• READING PASSAGE:
Second illustration—and we just sent out a news story on this Monday to our email subscribers:
A pastor in Los Angeles, the Rev. Tom Eggebeen, is working with a church of mainly senior citizens. He’s semi-retired himself. But, instead of doing the “normal” process of essentially survival-mode planning, he asked these folks what motivates their lives.
The answer came back: their pets, specifically their dogs.
Tom and his congregation worked long and hard to plan a first-ever series of weekly services in which people could bring their dogs. Not a one-time blessing of pets, but a weekly service planned from the liturgy to the layout of the room.
We reported on that idea. Associated Press picked up our story. Over the past two weeks, Tom’s church has been all over national media.
Suddenly, his “dying” church is a beacon of innovation and people are beating a pathway to his congregation to find out how they did it.
It’s precisely what you’re talking about here.
Thanks!
We ARE a plural church (within UMC and within Christendom), but isolate ourselves as congregations so we can believe otherwise. When a structure is put in place to counteract this, the clergy are the first to resist, often actively hiding the structure from their congregation. Similarly, we cannot bear the rise of something different inside a congregation. The UMC Discipline, in the Local Church section, provides for a very independent council of youth within the church, but I’ve rarely seen it used. I watched a pastor who was starting a youth ministry avoid the structure in favor of a collection of adult committees to execute the various, and sometimes overlapping, functions of the ministry. When founding a new church through the mission process, a sponsoring congregation gladly lends a few members to get things rolling – as long as it’s “not in my back yard” and they don’t “steal our members”. The Discipline might provide a set of applicable processes for it, but the succession of one church by another is a social taboo.
Dan,
Is the issue wheels, or is it consumerism?
It simply doesn’t seem to me that reinventing worship for or by different age cohorts actually accomplishes much other than the further fragmentation of whatever ritual community we have.

• DATA ENTRIES:
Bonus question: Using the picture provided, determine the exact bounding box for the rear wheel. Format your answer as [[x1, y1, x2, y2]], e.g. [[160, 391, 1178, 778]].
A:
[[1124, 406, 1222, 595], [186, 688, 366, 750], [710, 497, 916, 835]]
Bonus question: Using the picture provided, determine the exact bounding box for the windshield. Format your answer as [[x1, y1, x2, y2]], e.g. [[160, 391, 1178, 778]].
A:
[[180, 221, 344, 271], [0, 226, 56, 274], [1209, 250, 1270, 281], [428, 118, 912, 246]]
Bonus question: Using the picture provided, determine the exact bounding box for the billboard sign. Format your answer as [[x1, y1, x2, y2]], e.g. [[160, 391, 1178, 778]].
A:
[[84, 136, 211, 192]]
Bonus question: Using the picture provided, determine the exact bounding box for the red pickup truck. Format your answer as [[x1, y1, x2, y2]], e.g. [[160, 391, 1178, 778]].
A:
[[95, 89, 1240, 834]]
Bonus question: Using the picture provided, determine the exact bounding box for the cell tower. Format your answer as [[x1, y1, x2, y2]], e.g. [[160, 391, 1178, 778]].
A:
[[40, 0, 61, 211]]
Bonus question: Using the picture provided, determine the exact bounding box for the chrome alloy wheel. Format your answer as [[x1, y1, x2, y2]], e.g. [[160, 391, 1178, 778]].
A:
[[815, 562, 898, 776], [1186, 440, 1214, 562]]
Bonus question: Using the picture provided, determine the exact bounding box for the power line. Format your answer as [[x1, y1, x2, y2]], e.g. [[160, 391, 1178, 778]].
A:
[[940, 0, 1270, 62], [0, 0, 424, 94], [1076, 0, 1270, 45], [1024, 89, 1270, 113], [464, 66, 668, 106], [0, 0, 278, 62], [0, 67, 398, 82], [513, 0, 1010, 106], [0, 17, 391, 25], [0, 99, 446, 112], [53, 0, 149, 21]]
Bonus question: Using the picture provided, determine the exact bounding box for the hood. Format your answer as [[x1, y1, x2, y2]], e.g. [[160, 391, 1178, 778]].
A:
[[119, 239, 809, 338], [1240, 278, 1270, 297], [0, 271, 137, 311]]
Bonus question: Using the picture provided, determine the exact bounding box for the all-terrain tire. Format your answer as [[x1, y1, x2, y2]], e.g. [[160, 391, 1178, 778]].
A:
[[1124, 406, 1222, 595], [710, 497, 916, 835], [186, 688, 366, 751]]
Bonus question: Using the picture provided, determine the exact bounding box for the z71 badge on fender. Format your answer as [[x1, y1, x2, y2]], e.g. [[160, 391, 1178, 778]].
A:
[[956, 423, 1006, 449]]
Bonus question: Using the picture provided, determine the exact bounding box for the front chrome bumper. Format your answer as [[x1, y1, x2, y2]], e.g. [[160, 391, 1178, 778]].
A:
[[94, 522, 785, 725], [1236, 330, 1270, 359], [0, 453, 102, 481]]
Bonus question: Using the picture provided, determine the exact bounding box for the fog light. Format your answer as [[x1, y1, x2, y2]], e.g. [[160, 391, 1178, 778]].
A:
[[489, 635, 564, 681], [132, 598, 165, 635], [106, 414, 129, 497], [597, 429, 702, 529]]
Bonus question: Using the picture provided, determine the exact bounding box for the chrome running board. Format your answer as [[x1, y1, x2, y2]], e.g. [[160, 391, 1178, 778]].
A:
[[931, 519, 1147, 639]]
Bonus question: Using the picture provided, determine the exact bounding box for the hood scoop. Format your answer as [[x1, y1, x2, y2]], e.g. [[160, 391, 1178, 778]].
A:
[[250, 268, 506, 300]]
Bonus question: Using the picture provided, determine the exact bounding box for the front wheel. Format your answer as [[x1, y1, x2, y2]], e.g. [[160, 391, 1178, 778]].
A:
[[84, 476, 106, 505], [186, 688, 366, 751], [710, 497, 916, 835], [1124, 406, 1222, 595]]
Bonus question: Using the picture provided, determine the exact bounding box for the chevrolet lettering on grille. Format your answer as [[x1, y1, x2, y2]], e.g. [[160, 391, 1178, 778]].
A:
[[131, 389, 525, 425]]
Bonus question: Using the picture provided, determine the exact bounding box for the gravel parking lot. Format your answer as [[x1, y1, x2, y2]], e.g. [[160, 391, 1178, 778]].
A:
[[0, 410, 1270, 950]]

• GIVEN EXERCISE A:
In the church discussion, what did the senior congregation say motivates their lives?
• GIVEN EXERCISE B:
Translate this sentence from the church discussion into Spanish: "Suddenly, his “dying” church is a beacon of innovation and people are beating a pathway to his congregation to find out how they did it."
• GIVEN EXERCISE C:
Resume the church discussion after its last sentence.

• FINAL RESULT A:
Their pets, specifically their dogs.

• FINAL RESULT B:
De repente, su iglesia «moribunda» es un faro de innovación y la gente acude en masa a su congregación para averiguar cómo lo lograron.

• FINAL RESULT C:
Is your suggestion that worship may not be a cross-generational opportunity in a way capitulating to the age-cohort targeting that marketers have conditioned our culture to expect– and so also capitulating to a consumerist model of what worship itself is to be? Put more bluntly (and biblically), is the thought that we need to do worship that “lures” different age groups differently a capitulation of our ritual life to Mammon?
I’d say if we think worship is “for us” to “suit our tastes” and be “relevant” in the sense of doing those things, then, indeed, we have become idolaters.
Worship isn’t a wheel that needs to be reinvented to suit one group or another. Christian worship is intended to be the work of the people who offer it.
That means both “museum piece” and “cutting edge” as basic models for thinking about and planning worship are wrongheaded.
You get old people doing embarrassing things and young people doing things they can’t stand and have no way of understanding when they’re trying to suit each other at a distance. You get something far more lively and challenging when we’re trying to find the best ways for all of us together to worship God as well as we can in continuity with the whole of the church.
When that’s happening, neither your grandfather nor my older son would go to sleep when they do come– that is, unless they really didn’t intend to be part of a worshiping community but rather thought they were supposed to be entertained in some way in the first place.
I guess we just disagree about the importance of the worship service. I said very little about worship in my post. I see the issue as much larger, and I seldom reduce the argument to styles and preferences anyway. Forcing people into our molds of what they ought to “need” has a poor track record — whether we limit the discussion to worship or not. I fall back to the old “the system is designed for the results it is getting.” If we are happy with what we are getting, we need to stay the course. If we want and expect different results, we need to quit moaning and bitching and change the system. That’s basically all I am saying in the post.
I find it interesting your statement that congregations with older demographics may need to accept that younger folks will want to establish their own worship experiences and churches while maintaining cross generational work.
This has been challenge for me personally and as I have talked with folks I grew up with and who don’t frequent the church much anymore several things have popped up.
1) A relationship with God is important
2) Spiritual Disciplines are still relevant
3) Worship itself as it is conducted is not relevant.
Now the Church I have attended is a merged congregation that does a solid job of ministering to seniors and late middle age adults.I wish I was over 50 the opportunities are awesome,education, volunteer work, worship etc we do a really great job of this!! Worship though isn’t relevant to young adults or X’ers though. It is not that our leadership doesn’t try to incorporate new worship practices and styles but it is like watching old folks rap and break dance, yeah they may do it but man its hard to look at!!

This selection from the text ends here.